### DOCUMENT ###

Recours collectifs contre les syndicats (1)

2010/10/05 | Par Maude Messier

Véritable armada, les procédures judiciaires à l’endroit des syndicats sont nombreuses : poursuites en diffamation et en responsabilité civile, outrages aux tribunaux, poursuites bâillons (SLAP), poursuites en dommages, sans compter les lois spéciales entravant la liberté d’association et imposant les conditions de travail d’un groupe de travailleurs et de travailleuses.

En nette progression depuis les années 1990, les recours collectifs sont désormais une réalité préoccupante avec laquelle doivent conjuguer les organisations syndicales. Temps, ressources et énergie sont investis par les syndicats pour défendre devant les tribunaux la rectitude de leurs actions.

Autant de ressources financières englouties dans des procédures judiciaires lourdes, au détriment des activités syndicales à proprement dit, soit la formation, l’éducation, la mobilisation, etc. Autant de sommes faramineuses qui, plus souvent qu’autrement, profitent surtout aux avocats spécialisés dans ce type de recours.

Autopsie d’un mal grandissant qui paralyse l’action syndicale, tant en termes financiers que par la menace incessante d’un recours pouvant facilement s’élever à plusieurs dizaines de millions de dollars.

Un cas de figure : les cols bleus de Montréal

La Cour supérieure du Québec a rendu une décision au début du mois de septembre relativement au recours collectif Biondi. Décembre 2004, au cœur d’un conflit de travail avec la ville de Montréal, les cols bleus ont cessé l’épandage d’abrasifs au centre-ville en guise de moyens de pression, malgré le verglas. De nombreux citoyens ont chuté, certains se sont même blessés grièvement.

Dans un jugement acéré, la juge Grenier condamne la Ville de Montréal et le Syndicat des cols bleus regroupés de Montréal (SCFP 301) à indemniser les victimes. Elle ajoute même une amende supplémentaire au syndicat de 2 millions de dollars en dommages punitifs pour sa « conduite répréhensible » et son « comportement téméraire et d'une insouciance inouïe ».

Michel Parent, président du 301, refuse de commenter le dossier pour le moment, mais se dit préoccupé par la multiplication des interventions judiciaires dans les relations de travail.

Le syndicat a aussi dû faire face à un autre recours collectif relativement à une manifestation en 2004. « C’était une manifestation spontanée des travailleurs pour démontrer leur mécontentement par rapport à la sentence Lavoie », explique le syndicaliste.

Insatisfaits des conditions de travail qui leur sont imposées par cette sentence, près de 200 camionneurs convergent vers l’hôtel de ville de Montréal le 17 septembre 2003, embourbant complètement le quadrilatère et créant un chahut énorme.

###

### CONSIGNE DONNÉE 1
Résumez en deux phrases l'article sur les recours collectifs contre les syndicats.
### CONSIGNE DONNÉE 2
Renvoyez le passage de l'article depuis « Michel Parent, président » jusqu'à « un chahut énorme. » inclus.

### ENTRÉES DE DONNÉES ###

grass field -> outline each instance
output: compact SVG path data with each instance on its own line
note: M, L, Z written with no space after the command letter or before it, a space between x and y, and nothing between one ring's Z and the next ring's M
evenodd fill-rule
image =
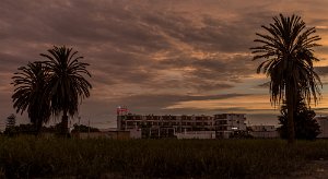
M74 140L0 136L0 178L116 175L242 178L288 175L328 158L328 141Z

###

### RÉSULTAT FINAL 1
Les syndicats font face à de nombreuses procédures judiciaires, dont les recours collectifs, en nette progression depuis les années 1990, qui engloutissent du temps et des ressources au détriment des activités syndicales proprement dites. Dans le recours collectif Biondi, la Cour supérieure du Québec a condamné la Ville de Montréal et le Syndicat des cols bleus regroupés de Montréal à indemniser les citoyens victimes de chutes après l'arrêt de l'épandage d'abrasifs en décembre 2004, et a imposé au syndicat 2 millions de dollars en dommages punitifs.

### RÉSULTAT FINAL 2
Michel Parent, président du 301, refuse de commenter le dossier pour le moment, mais se dit préoccupé par la multiplication des interventions judiciaires dans les relations de travail.

Le syndicat a aussi dû faire face à un autre recours collectif relativement à une manifestation en 2004. « C’était une manifestation spontanée des travailleurs pour démontrer leur mécontentement par rapport à la sentence Lavoie », explique le syndicaliste.

Insatisfaits des conditions de travail qui leur sont imposées par cette sentence, près de 200 camionneurs convergent vers l’hôtel de ville de Montréal le 17 septembre 2003, embourbant complètement le quadrilatère et créant un chahut énorme.